**TASK PROMPT**
Rewrite the rows below, substituting "parched grass" for every occurrence of "dry grass" and leaving all other text unchanged.

* Begin DATASET ROWS *

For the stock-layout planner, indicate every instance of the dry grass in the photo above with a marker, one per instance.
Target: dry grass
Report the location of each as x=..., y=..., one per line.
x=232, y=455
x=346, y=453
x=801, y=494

* End DATASET ROWS *

**WRITTEN SOLUTION**
For the stock-layout planner, indicate every instance of the parched grass in the photo above with a marker, one per instance.
Target: parched grass
Report the location of each as x=..., y=..., one per line.
x=232, y=455
x=346, y=453
x=801, y=494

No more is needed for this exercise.